(What is needed) Pictures aside, repeat every record below exactly.

↓

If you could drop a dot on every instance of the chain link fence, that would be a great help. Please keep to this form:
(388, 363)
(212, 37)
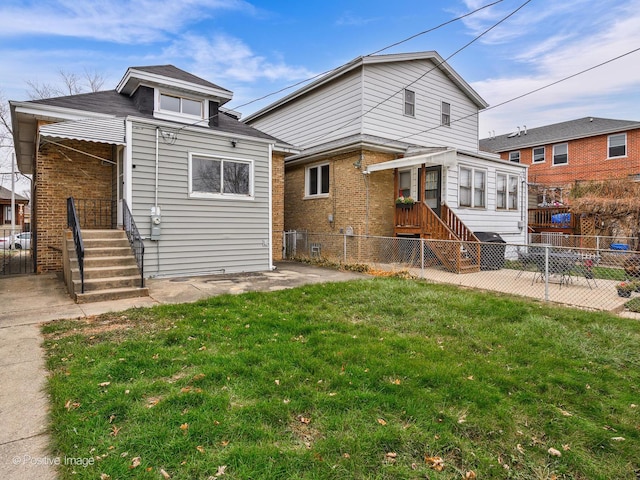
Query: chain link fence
(15, 252)
(593, 278)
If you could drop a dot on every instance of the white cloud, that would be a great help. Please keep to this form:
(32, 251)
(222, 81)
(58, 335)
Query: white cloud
(226, 58)
(575, 45)
(119, 21)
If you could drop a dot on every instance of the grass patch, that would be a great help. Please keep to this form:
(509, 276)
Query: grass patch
(357, 380)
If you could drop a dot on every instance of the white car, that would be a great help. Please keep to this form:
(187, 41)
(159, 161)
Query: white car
(19, 241)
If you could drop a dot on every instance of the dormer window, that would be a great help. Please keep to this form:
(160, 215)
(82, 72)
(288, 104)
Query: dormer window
(181, 105)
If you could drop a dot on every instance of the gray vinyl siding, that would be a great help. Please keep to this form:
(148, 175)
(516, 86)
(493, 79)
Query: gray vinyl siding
(489, 219)
(320, 116)
(388, 120)
(199, 235)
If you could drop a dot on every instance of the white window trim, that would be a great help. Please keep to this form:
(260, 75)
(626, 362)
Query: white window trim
(508, 176)
(473, 189)
(178, 116)
(307, 195)
(442, 104)
(221, 196)
(544, 155)
(404, 105)
(626, 145)
(553, 155)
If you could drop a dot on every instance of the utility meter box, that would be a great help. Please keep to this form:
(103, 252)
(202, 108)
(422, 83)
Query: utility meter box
(156, 222)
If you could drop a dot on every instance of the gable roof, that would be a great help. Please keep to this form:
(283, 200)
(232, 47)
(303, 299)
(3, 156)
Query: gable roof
(555, 133)
(172, 77)
(5, 194)
(375, 59)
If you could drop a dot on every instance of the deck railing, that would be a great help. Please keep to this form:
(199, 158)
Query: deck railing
(135, 240)
(74, 224)
(555, 217)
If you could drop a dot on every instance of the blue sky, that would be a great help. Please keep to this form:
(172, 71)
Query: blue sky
(254, 48)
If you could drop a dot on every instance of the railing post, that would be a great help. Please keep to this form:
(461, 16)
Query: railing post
(344, 247)
(422, 257)
(546, 273)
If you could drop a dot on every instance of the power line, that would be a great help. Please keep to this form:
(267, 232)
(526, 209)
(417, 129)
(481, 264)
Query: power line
(336, 68)
(359, 117)
(568, 77)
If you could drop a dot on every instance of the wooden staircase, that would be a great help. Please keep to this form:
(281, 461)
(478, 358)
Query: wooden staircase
(460, 253)
(110, 269)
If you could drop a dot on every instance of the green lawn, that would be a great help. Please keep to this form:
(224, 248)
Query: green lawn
(373, 379)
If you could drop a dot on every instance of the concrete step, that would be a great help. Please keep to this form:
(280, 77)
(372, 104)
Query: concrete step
(108, 271)
(110, 294)
(116, 261)
(92, 284)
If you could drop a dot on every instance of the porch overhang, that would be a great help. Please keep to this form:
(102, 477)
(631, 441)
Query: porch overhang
(98, 130)
(447, 158)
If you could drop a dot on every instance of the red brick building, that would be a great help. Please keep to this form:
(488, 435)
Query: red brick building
(562, 154)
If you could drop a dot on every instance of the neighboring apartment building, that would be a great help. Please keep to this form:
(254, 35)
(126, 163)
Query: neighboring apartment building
(579, 150)
(383, 126)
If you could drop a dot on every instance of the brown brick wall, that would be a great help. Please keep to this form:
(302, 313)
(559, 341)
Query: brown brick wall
(62, 173)
(347, 200)
(587, 161)
(277, 204)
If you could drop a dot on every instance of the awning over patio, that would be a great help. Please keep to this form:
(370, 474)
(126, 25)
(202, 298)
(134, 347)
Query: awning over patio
(99, 130)
(448, 158)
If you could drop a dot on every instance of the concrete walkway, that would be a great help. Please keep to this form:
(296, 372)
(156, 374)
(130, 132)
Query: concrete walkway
(28, 301)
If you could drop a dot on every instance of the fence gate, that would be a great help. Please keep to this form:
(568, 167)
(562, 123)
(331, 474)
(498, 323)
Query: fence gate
(15, 253)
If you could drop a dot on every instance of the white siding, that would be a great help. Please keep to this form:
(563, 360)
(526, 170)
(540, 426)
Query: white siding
(388, 120)
(489, 219)
(319, 117)
(199, 235)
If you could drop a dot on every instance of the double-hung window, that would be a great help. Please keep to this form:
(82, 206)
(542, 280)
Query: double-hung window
(409, 103)
(181, 105)
(617, 145)
(506, 192)
(214, 176)
(317, 180)
(537, 155)
(445, 119)
(472, 187)
(561, 154)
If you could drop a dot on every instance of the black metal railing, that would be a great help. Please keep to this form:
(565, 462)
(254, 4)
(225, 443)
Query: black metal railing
(96, 213)
(135, 240)
(74, 224)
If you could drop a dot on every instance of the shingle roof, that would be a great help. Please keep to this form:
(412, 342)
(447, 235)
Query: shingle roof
(558, 132)
(113, 103)
(5, 194)
(171, 71)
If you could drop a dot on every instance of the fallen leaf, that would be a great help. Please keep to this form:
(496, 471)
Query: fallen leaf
(437, 463)
(554, 452)
(221, 470)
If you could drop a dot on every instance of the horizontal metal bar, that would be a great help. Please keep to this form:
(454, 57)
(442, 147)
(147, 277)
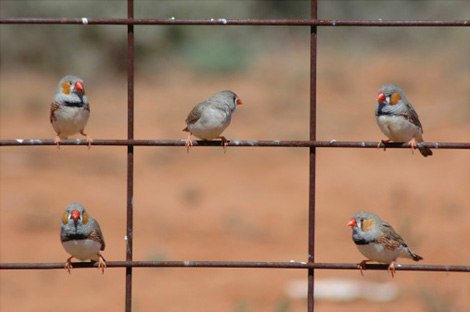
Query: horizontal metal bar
(233, 22)
(233, 264)
(249, 143)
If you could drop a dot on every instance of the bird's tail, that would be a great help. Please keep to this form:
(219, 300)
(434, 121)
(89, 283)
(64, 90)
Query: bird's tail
(425, 151)
(415, 256)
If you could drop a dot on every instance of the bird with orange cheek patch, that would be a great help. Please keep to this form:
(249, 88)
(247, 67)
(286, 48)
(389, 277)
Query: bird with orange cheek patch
(398, 120)
(70, 109)
(81, 236)
(378, 241)
(208, 119)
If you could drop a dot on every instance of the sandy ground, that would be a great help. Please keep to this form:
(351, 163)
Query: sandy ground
(249, 204)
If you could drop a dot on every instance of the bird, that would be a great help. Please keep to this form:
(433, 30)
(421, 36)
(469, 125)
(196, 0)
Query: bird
(378, 241)
(70, 109)
(81, 236)
(208, 119)
(398, 120)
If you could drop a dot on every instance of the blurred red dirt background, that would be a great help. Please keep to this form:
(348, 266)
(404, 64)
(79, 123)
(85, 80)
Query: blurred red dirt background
(249, 204)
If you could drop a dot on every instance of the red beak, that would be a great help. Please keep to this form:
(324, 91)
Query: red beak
(381, 97)
(352, 222)
(75, 215)
(79, 86)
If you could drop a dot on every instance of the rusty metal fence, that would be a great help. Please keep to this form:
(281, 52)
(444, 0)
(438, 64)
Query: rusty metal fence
(311, 144)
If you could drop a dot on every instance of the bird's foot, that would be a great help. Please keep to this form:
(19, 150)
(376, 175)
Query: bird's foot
(88, 139)
(188, 143)
(383, 143)
(413, 145)
(362, 266)
(57, 141)
(101, 264)
(224, 143)
(68, 265)
(391, 268)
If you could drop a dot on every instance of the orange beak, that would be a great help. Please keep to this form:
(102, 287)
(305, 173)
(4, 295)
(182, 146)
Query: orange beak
(75, 215)
(79, 86)
(381, 97)
(352, 222)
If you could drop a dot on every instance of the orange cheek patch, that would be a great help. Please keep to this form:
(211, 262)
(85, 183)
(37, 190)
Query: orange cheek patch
(65, 218)
(367, 224)
(395, 98)
(65, 87)
(85, 218)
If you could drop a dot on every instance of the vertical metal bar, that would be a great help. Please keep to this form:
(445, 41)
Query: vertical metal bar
(130, 153)
(313, 128)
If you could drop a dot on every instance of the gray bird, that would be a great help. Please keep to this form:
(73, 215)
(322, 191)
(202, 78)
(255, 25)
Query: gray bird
(378, 241)
(397, 118)
(208, 119)
(70, 109)
(81, 236)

↑

(Written solution)
If you could drop a dot on every instance of the chain link fence, that would be a great help. Please keep to this form:
(388, 363)
(212, 37)
Query: chain link fence
(15, 252)
(593, 278)
If you could drop a dot on every instance of the white cloud, that would be a great help. Please keep to this form:
(32, 251)
(222, 81)
(58, 335)
Query: white cloud
(226, 58)
(575, 45)
(119, 21)
If you could drop a dot on every instance of the grass patch, that would be a great help. Please keep to this form:
(509, 276)
Query: grass patch
(357, 380)
If you could drop a dot on every instance of the white car, that would be a great help. Please keep to this form:
(187, 41)
(159, 161)
Query: white car
(19, 241)
If you could drop a dot on every instance of the dormer window, that would be a great help. Please keep to this form:
(160, 215)
(82, 72)
(288, 104)
Query: dormer window
(181, 105)
If you could drop a dot on every instance of the gray vinyl siding, that would be a great help. Please keep to this form:
(148, 175)
(516, 86)
(493, 79)
Query: gray vinyl siding
(489, 219)
(320, 116)
(388, 120)
(199, 235)
If you could drop a dot on every instance of the white window trim, that would be a great help. Please keep to this form:
(260, 75)
(626, 362)
Query: white window trim
(508, 176)
(473, 189)
(178, 116)
(307, 195)
(442, 104)
(221, 196)
(544, 155)
(404, 105)
(626, 145)
(553, 155)
If you could drop a dot on every instance of the utility meter box, that would be a great help. Please keep to this form:
(103, 252)
(202, 108)
(422, 83)
Query: utility meter box
(156, 222)
If you could drop a dot on every instance of the gable roof, that would be a great help. Please keep to this form:
(283, 200)
(232, 47)
(303, 299)
(3, 156)
Query: gable roof
(555, 133)
(172, 77)
(5, 194)
(375, 59)
If you could drop a dot on every instance of the deck railing, that would be a great help. Please keep to this form:
(199, 158)
Query: deck railing
(135, 240)
(74, 224)
(555, 217)
If you could drop a dot on every instance of the blue sky, that would be a great help. Please keep to this form:
(172, 71)
Query: blue sky
(254, 48)
If you could drop a dot on every instance of the railing post, that would be a great help. Please keep to this form:
(461, 16)
Query: railing post
(344, 247)
(422, 257)
(546, 273)
If you could drop a dot on every instance of the power line, that would be a great help. Please keep to this form:
(267, 232)
(526, 209)
(417, 129)
(481, 264)
Query: power line
(336, 68)
(359, 117)
(568, 77)
If you could drop a dot on every instance of the wooden staircase, that would be a great help. Please keep to this form:
(281, 461)
(478, 358)
Query: wooden staircase
(460, 253)
(110, 269)
If you could drop a dot on every instance of the green lawn, that would be a great help. Please keep to this form:
(224, 248)
Query: green lawn
(373, 379)
If you could drop a dot on every instance of the concrete step, that would be a great help. Please keep to this form:
(280, 77)
(372, 104)
Query: concrete step
(108, 271)
(110, 294)
(116, 261)
(92, 284)
If you could drop a dot on every instance of the porch overhang, that would be a great help. Please keep to this form:
(102, 477)
(631, 441)
Query: porch overhang
(98, 130)
(447, 158)
If you could drop a dot on every instance of the red brick building, that would be a great help. Please keep to this form:
(488, 435)
Query: red brick building
(562, 154)
If you could drop a dot on every instance of the neighboring apartment building, that would be a great help. Please keep to this form:
(254, 35)
(126, 163)
Query: neighboring apartment building
(579, 150)
(383, 126)
If you could drop a dot on every instance of the brown brick wall, that would be a great help. Please keep to this form:
(302, 313)
(559, 341)
Query: brown brick wall
(62, 173)
(347, 200)
(587, 161)
(277, 204)
If you could drop a dot on every instance of the awning over patio, that would be a great help. Please keep to this form:
(370, 474)
(126, 25)
(202, 298)
(134, 347)
Query: awning over patio
(99, 130)
(448, 158)
If you could drop a dot on every instance of the concrete walkway, that would be a great help. Please keep to this form:
(296, 372)
(156, 374)
(130, 132)
Query: concrete walkway
(28, 301)
If you could drop a dot on every instance of the fence gate, that would be a great help. Please keep to this form:
(568, 167)
(562, 123)
(331, 474)
(498, 323)
Query: fence gate
(15, 253)
If you could drop a dot on every instance of the white siding, that would be a great help. Please keep to this form:
(563, 360)
(526, 170)
(540, 426)
Query: white siding
(388, 120)
(489, 219)
(319, 117)
(199, 235)
If you could drop a dot on every instance of the double-hung window, that would be a great help. Please keep to this form:
(82, 206)
(542, 280)
Query: double-hung window
(409, 103)
(181, 105)
(617, 145)
(506, 192)
(214, 176)
(317, 180)
(537, 155)
(445, 119)
(472, 187)
(561, 154)
If you could drop a dot on every instance of the black metal railing, that would be a great help. Please keep to this form:
(565, 462)
(254, 4)
(225, 443)
Query: black metal railing
(96, 213)
(135, 240)
(74, 224)
If you could drop a dot on every instance of the shingle roof, that would be a great help. Please keep to this form:
(412, 342)
(447, 235)
Query: shingle roof
(558, 132)
(113, 103)
(5, 194)
(171, 71)
If you could drop a dot on every instance of the fallen leaf, that would be a great help. Please keep to this form:
(496, 471)
Query: fallen leaf
(437, 463)
(554, 452)
(221, 470)
If you could drop a dot on every instance of the horizontal metal bar, that would be a great help. Please keep to this form:
(454, 57)
(442, 147)
(147, 277)
Query: horizontal metal bar
(233, 22)
(233, 264)
(249, 143)
If you could drop a dot on every instance of the bird's tail, that would be a great help. Please keep to this form:
(219, 300)
(434, 121)
(89, 283)
(64, 90)
Query: bird's tail
(425, 151)
(415, 256)
If you could drop a dot on every instance of the bird with orange cheek patch, that would be a great help. Please keep to this form:
(249, 88)
(247, 67)
(286, 48)
(389, 277)
Query: bird with orange cheek patch
(398, 120)
(70, 109)
(81, 236)
(378, 241)
(208, 119)
If you could drop a dot on every instance of the sandy ground, that would be a great help. Please keep to this form:
(351, 163)
Query: sandy ground
(249, 204)
If you could drop a dot on every instance of the bird, that would be a great help. Please keep to this form:
(433, 30)
(421, 36)
(469, 125)
(196, 0)
Query: bird
(378, 241)
(70, 109)
(81, 236)
(208, 119)
(398, 120)
If you could drop a dot on every instance of the blurred red dirt background, that would be a great help. Please keep to this form:
(348, 266)
(404, 64)
(79, 123)
(85, 80)
Query: blurred red dirt background
(249, 204)
If you could drop a dot on every instance of the red beak, that would be a great help. Please keep to this form:
(324, 91)
Query: red beak
(381, 97)
(352, 222)
(75, 215)
(79, 86)
If you could drop a dot on every instance of the rusty metal fence, that would be a great help. Please keep to this form:
(281, 52)
(444, 0)
(438, 64)
Query: rusty metal fence
(311, 144)
If you could drop a dot on every instance of the bird's foot, that would be a great help. Please keep to this form:
(19, 150)
(376, 175)
Query: bird's foot
(88, 139)
(188, 143)
(383, 143)
(413, 145)
(362, 266)
(57, 141)
(101, 264)
(224, 143)
(68, 265)
(391, 268)
If you could drop a dot on every instance of the orange beak, that would be a great help. Please keep to this form:
(102, 287)
(305, 173)
(4, 295)
(182, 146)
Query: orange beak
(75, 215)
(79, 86)
(381, 97)
(352, 222)
If you could drop a dot on every instance of the orange cheek patch, that would be a great help. Please keep to this form:
(211, 262)
(85, 183)
(37, 190)
Query: orange cheek patch
(65, 218)
(367, 224)
(395, 98)
(65, 87)
(85, 218)
If you could drop a dot on every instance of the vertical metal bar, that would be a great help. Please keep to this form:
(445, 41)
Query: vertical metal bar
(130, 153)
(313, 128)
If you could drop a dot on every instance of the gray bird, that would be a great help. Please keep to this form:
(73, 215)
(322, 191)
(202, 78)
(255, 25)
Query: gray bird
(378, 241)
(397, 118)
(208, 119)
(70, 109)
(81, 236)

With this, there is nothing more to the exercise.